## [YOUR TASKS]
**A.** From the passage on the SK Hynix memory agreement, extract word for word the part that opens with the words containing "The two-year agreement" and closes with "Camaçari and Betim.".
**B.** Write what comes next in the passage on the SK Hynix memory agreement and AI infrastructure, picking up after its final sentence.

## [TEXT PASSAGE]

The two-year agreement with SK Hynix signals that the marginal price of memory for AI accelerators will remain pressured until 2028, directly affecting the TCO of any on-premises GPU platform. SK Telecom's gigawatt data center in 2027 offers a third supplier for workloads that currently run only on AWS or Azure's Asian operations, with competitive latency for Japan and Southeast Asia. Clients of Hyundai and LG on the assembly line gain a clearer roadmap for adopting physical AI, which impacts consultancies advising supply chains in automotive manufacturing from the UK to Brazil’s hubs of Camaçari and Betim.

Entries drawn from a collection
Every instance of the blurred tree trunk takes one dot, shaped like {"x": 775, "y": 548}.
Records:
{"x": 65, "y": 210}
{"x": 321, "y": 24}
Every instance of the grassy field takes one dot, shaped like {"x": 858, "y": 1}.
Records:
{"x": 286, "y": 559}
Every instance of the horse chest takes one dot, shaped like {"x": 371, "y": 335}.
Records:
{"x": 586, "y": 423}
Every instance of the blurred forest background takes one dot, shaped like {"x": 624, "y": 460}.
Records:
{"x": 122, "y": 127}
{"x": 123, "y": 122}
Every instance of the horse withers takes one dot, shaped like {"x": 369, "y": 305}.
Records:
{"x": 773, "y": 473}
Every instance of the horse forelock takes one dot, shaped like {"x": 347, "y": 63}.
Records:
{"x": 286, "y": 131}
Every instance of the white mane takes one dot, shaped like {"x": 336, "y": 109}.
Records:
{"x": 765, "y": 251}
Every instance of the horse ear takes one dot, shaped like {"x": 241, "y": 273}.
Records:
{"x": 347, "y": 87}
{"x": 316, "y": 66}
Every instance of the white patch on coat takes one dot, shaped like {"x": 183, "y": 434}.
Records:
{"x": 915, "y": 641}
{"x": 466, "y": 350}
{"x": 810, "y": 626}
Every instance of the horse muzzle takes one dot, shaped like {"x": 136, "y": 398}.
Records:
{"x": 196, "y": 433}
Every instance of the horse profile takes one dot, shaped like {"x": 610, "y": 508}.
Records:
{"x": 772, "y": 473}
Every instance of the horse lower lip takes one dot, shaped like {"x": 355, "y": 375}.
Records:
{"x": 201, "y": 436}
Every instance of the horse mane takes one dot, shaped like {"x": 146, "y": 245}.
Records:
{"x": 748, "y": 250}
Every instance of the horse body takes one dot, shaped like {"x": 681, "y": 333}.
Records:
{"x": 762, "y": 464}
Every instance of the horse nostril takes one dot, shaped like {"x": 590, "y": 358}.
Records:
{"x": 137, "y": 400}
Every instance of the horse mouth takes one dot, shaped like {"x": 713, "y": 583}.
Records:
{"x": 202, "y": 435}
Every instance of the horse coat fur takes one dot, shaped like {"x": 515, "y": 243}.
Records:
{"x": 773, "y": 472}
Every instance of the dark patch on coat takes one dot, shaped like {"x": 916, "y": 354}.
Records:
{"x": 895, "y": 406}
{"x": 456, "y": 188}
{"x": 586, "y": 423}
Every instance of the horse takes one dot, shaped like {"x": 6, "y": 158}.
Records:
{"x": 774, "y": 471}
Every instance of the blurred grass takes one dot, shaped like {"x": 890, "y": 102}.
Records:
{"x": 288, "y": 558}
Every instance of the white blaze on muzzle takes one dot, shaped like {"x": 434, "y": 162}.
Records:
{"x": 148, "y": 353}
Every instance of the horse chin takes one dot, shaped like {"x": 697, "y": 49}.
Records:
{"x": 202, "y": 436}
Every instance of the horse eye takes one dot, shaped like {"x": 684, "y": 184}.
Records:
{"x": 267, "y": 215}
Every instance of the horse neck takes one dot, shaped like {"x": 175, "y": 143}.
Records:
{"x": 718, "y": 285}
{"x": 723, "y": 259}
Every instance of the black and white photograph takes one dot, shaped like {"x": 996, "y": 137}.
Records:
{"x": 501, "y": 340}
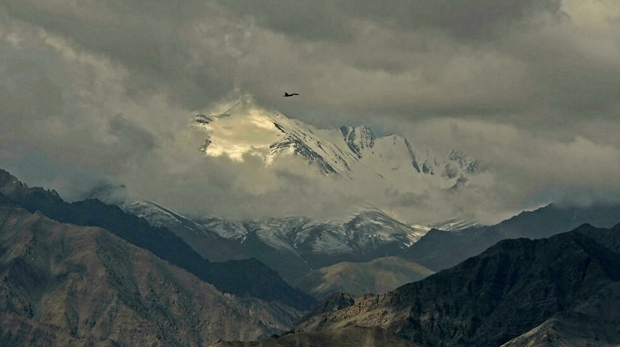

## [RESPONSES PER TASK]
**A.**
The two-year agreement with SK Hynix signals that the marginal price of memory for AI accelerators will remain pressured until 2028, directly affecting the TCO of any on-premises GPU platform. SK Telecom's gigawatt data center in 2027 offers a third supplier for workloads that currently run only on AWS or Azure's Asian operations, with competitive latency for Japan and Southeast Asia. Clients of Hyundai and LG on the assembly line gain a clearer roadmap for adopting physical AI, which impacts consultancies advising supply chains in automotive manufacturing from the UK to Brazil’s hubs of Camaçari and Betim.

**B.**
What Wasn't Said


No deals were announced with stated values, and this is information in itself. Nvidia has already made public commitments of $100 billion with OpenAI, $6.3 billion with CoreWeave, and $5 billion with Intel, all detailed in press releases or filings. Keeping Korea’s figures undisclosed preserves the political sensitivity of the relationship with Washington and allows room to negotiate with Beijing without exposing a flank. The omission also suggests that at least one of the contracts has components contingent on regulatory approval still underway, both from the Seoul government and the U.S. Department of Commerce.


What remains unknown for investors is the crucial number: how much of this package is a firm revenue commitment versus a letter of intent. Until Nvidia’s next earnings call in August, the market will need to speculate.